Provided passage.
────

Part of it is the Bush record, but don't discount the generation-long period of progressive overreach, either.

Clinton went a long way towards restoring faith in activist government. The key is to provide value for the taxpayers, not consider them an endless piggy bank for funding anything that sounds like it might be a good idea. I think the major Democratic candidates, in their policy proposals, have spent the revenue from repealing the Bush tax cuts and restoring the estate tax three times over.

Even with the Bush tax cuts, the government has more than enough money. Even with the Bush tax cuts, most of us are overtaxed. Cut out the less important spending to fund more important priorities rather than coming to the taxpayers like a crackhead.

requires the support of independent voters whose appetite for big government is limited

It is? You mean we'll be shutting down the interstate highway system and the department of defense soon? Awesome!

Oh wait, you mean their appetite for big government that benefits brown people and poor people is limited. Right, business as usual, carry on.

An incessant chorus of "Everything the government does is wrong (except blow shit up)!" for twenty-five years has an effect.

Whoda' thunkit?

What would we do without the social sciences?

Which ever it is--anti-highway or anti-poor and brown--we'll need the votes of at least some of them.

but don't discount the generation-long period of progressive overreach, either.

I agree a lot with that.

What's that old line about Americans being theoretically conservative and operationally liberal? We might just be seeing the former part of that dynamic here.

In my experience as a psychologist of ten years, only two kinds of people hate "Big Government":
1) Child molestors, who are afraid of being caught. To them, big government represents the oedipal parent who abused them.
2) Racists, for whom Big Government is inherently bad as it features the big bad negro in it. These people have a savior complex that disdains the power of government to solve problems.

I agree that government has been made to look bad by Republican rhetorical attacks and Republican governance. So, the trick for Democratic politicians will be counter the rhetorics, and show that gov't can get things done. The biggest rhetorical key is to push the notion that our government is a reflection or our country. After all, who are we hiring to run this place, Martians? Turn that attitude around, and Republicans will look silly when they talk about government beaurocrats like they're not really people.

republicans who promise small government are either 1) stupid or 2) lying. The former if they don't understand how the administrative state has basically created a unitary executive. and lying because no president, regardless of ideological bent, will be willing to shrink the administrative state and thus reduce the power they have over domestic and foreign affairs.

Whenever these polls ask people questions like "should the rich pay more of their share in taxes," "should we fund more research into developing alternative sources of energy," "should government be doing more to help the poor," etc. you get big majorities in favor of that. It all depends on how you word it. With that said, you also need to capture much of the middle as well, so you have to be efficient a la Scandinavia and not just throw money away and be willing to possibly fundamentally alter programs that aren't working.

These articles seem basically solid, but I'm not sure they move the conversation forward much.

Regardless of the particulars of what independents support or will vote for in the long run the Dems look fairly likely to pick up the presidency and hold congress (possibly picking up seats in both chambers) in 2008. If that point is reached then were talking about getting past a fillibuster regardless of rather the policies are watered down Clinton policies or comparatively bold left wing proprosals.

If they actually pass big spending measures I wouldn't be too worried about voters abandoning them. Most big social spending programs didn't come in existence with the full understanding of their size and scope by the voters or even the politicians that implemented them. However once they're on the books they are super hard to kill.

────

Written exercise.
Extend the comment thread above about Democrats and voter attitudes toward big government, beginning after its final comment.

────

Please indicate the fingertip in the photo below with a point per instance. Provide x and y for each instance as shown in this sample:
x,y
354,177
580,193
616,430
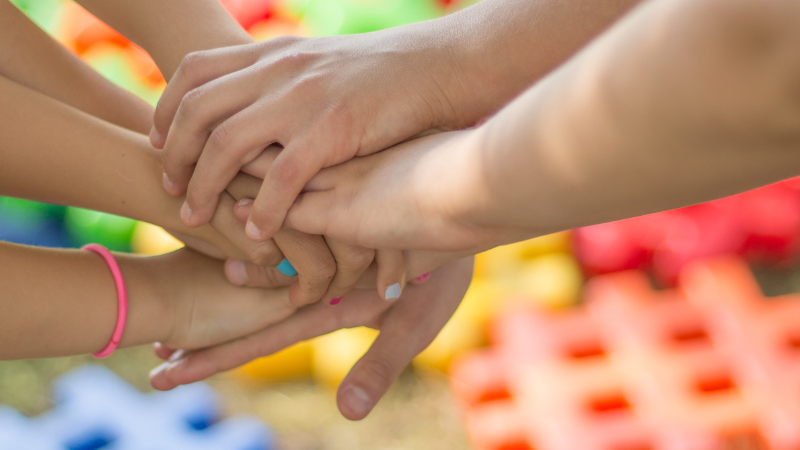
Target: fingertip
x,y
159,379
354,402
242,209
235,271
253,231
162,351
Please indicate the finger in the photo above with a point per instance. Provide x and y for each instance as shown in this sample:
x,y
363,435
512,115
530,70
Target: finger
x,y
313,212
162,351
242,273
313,261
351,262
199,117
225,222
196,69
259,166
235,142
242,209
308,322
391,273
407,329
287,175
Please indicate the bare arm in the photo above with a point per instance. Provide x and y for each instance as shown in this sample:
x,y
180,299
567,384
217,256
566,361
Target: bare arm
x,y
170,30
682,102
30,57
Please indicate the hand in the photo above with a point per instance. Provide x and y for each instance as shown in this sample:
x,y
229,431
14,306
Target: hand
x,y
325,100
326,269
411,196
406,328
204,308
349,262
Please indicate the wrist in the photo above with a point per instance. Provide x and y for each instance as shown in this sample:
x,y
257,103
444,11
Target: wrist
x,y
150,309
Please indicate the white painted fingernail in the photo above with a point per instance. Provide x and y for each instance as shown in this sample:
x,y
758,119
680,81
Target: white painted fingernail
x,y
176,356
392,292
357,400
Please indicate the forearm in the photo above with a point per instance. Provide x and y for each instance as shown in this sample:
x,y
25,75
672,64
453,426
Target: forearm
x,y
170,30
643,121
496,48
54,153
30,57
64,302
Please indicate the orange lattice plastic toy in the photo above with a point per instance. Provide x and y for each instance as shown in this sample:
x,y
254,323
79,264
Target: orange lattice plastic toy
x,y
711,365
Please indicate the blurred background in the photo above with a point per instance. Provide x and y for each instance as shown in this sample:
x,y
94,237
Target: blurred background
x,y
293,391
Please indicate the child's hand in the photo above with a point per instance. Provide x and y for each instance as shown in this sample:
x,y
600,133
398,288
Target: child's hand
x,y
407,327
325,265
325,100
412,196
205,309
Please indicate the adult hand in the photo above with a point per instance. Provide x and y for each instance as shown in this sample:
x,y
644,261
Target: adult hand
x,y
325,100
406,327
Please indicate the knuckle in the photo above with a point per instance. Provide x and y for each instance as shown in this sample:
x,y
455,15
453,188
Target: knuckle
x,y
286,170
322,271
357,259
222,137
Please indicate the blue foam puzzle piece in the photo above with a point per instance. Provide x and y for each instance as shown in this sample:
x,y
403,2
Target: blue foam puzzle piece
x,y
98,410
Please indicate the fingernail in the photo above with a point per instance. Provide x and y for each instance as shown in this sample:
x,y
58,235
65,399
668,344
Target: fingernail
x,y
236,273
186,213
253,232
158,370
168,184
286,268
175,356
155,136
392,292
357,400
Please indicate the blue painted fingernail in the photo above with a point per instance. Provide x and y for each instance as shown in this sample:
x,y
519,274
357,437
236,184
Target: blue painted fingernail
x,y
286,268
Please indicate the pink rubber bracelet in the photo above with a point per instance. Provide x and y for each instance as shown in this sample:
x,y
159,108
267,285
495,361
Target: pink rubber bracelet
x,y
122,297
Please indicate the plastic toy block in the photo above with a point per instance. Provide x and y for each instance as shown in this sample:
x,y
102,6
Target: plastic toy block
x,y
337,352
96,409
150,239
711,365
763,225
291,363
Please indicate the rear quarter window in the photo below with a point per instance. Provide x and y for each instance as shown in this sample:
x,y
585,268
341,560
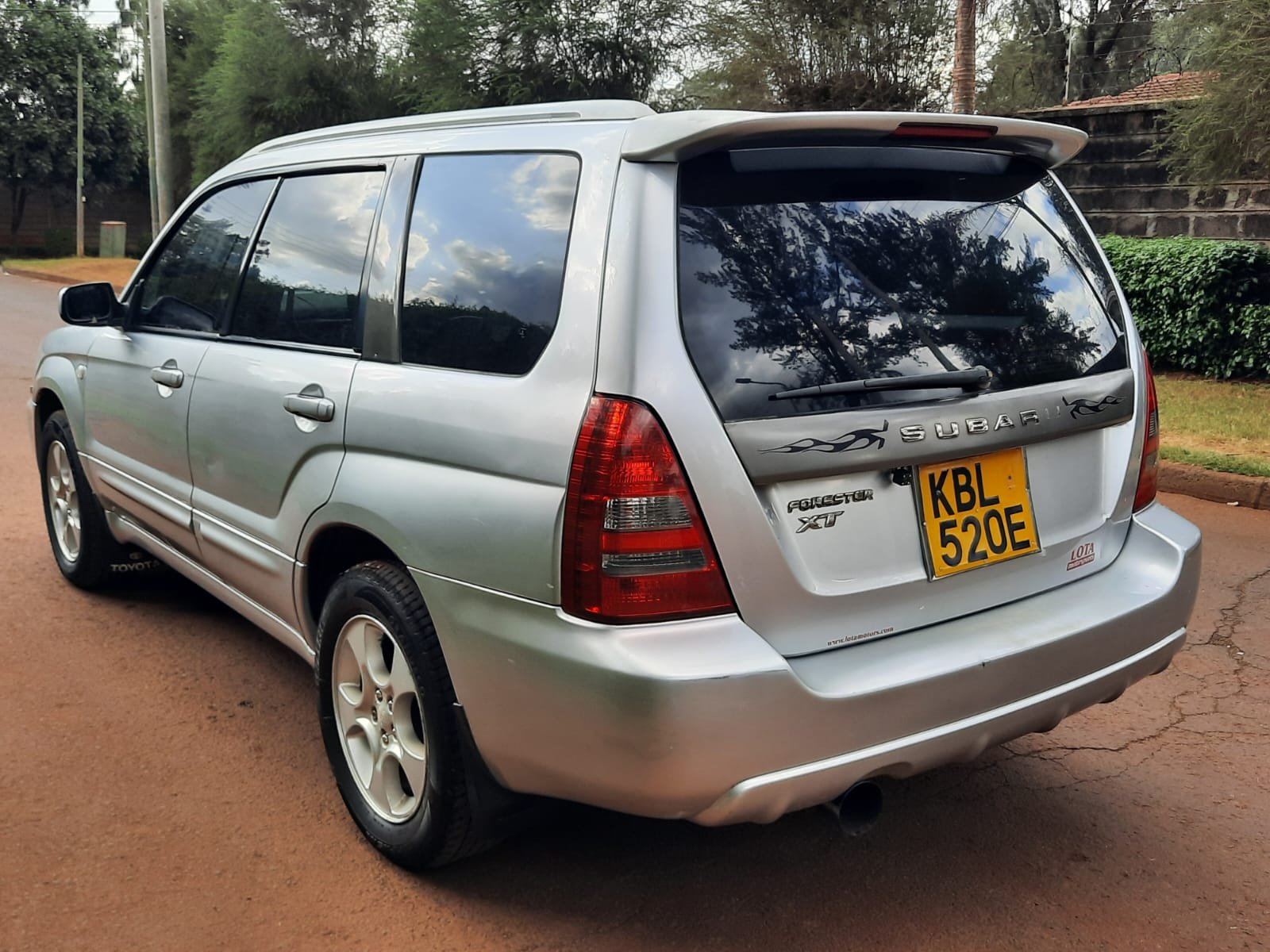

────

Expected output.
I would still be worried that the GOP would just fillibuster anything it could and hope for history to repeat itself.

Regardless I don't see whether people think 'government' makes life easier being a big factor

Maybe people think government sucks because government sucks? Just a thought.

Why don't they steer the government towards doing something useful for the people instead of feeding the military-industrial complex. Maybe that would help with the independents and all the rest of them Amrecian citizens.

The mistrust of "big government" really just means that government programs need to be framed properly to be accepted. Government-based health care reform tends to get support because the small government approach is hurting. War in Iraq was expensive, but retained widespread support for quite some time because the alternative seemed worse. Thus, where big government is needed, the same people who are against big government support big government.

Concerns about waste in the government are driven by fears of unchecked pork barrel spending and perceived boondoggles like foreign aid. Thus, taxes dedicated to particular programs can counteract the idea that government will misspend increased revenue. To some extent, the large entitlement programs use this trick to retain popularity even when people are against the concept of big government.

We could make this the ultimate liberals-vs.-libertarians catch-all thread, or we could talk about what these numbers really mean.

There hasn't been a "leftward shift" in American politics in the last 12 years - there has been an authoritarian shift in the Republican Party, and the Democrats won the honor of "lesser of two evils" for small-government conservatives by default. People who voted for Bush in 2000 and 2004 because they hated Gore and Kerry haven't changed their minds about the efficiency of government. They've changed their minds about the Republican Party.

If the Democrats interpret the current political winds as a surge in the popularity of circa-1993 liberalism, they'll throw away a lot of that momentum.

I don't think they need to vacillate or move away from progressives to keep that constituency - what they need to do is attack big government conservatism; no-bid contracts, corporate subsidies, etc. Not to mention habeas corpus and torture.

> If the Democrats interpret the current
> political winds as a surge in the
> popularity of circa-1993 liberalism,
> they'll throw away a lot of that momentum.

I get it: Democrats just need to pick up Republicanism where the Radical Right forked off, clean it up, implement it properly, and run it competently. While stiff-arming the base representing a very large percentage of the US population that got them elected.

Do you have a candidate in mind for this project? Is her name "Hillary" by any chance?

Cranky

The widespread cynicism about government is not evidence based, it is rhetorically-driven. Only a sucker thinks that adressing this "problem" with a 10-point plan to reinvent government will change this situation. Rhetoirc has to be fought with better rhetoric.

Gee, what did the pollsters expect to find? Reform is definitely a good thing, and might boost public trust in government somewhat. But I don't think we should expect too much from it. People are always going to bitch about government, especially when considered in the abstract. But I'm not sure how much that general attitude has with the positions they take on specific proposals for government action.

Personally, I tend to agree that government generally is wasteful, inefficient, corrupt and in thrall to the powerful. But I think there are a whole bunch of extremely important things the government has to do anyway, even if it is wasteful, inefficient, corrupt and in thrall to the powerful.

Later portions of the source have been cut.